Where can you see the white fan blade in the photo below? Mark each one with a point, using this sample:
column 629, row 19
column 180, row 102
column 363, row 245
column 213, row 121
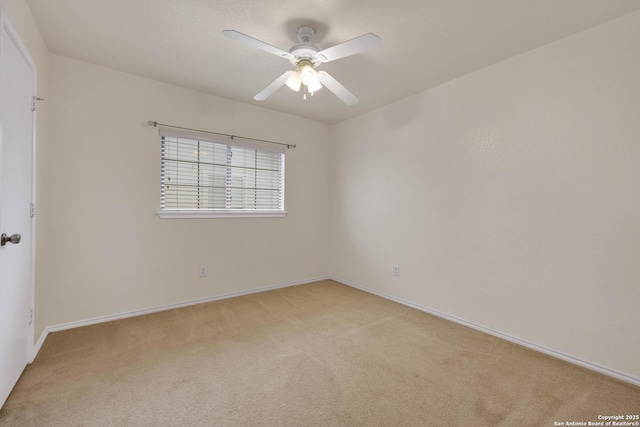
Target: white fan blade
-----
§ **What you are asked to do**
Omit each picture, then return all of the listing exactly as it stands.

§ **Task result**
Where can you see the white fan blade in the photo below? Mark each one with a point, using this sample:
column 629, row 19
column 180, row 102
column 363, row 245
column 213, row 121
Target: white fan blade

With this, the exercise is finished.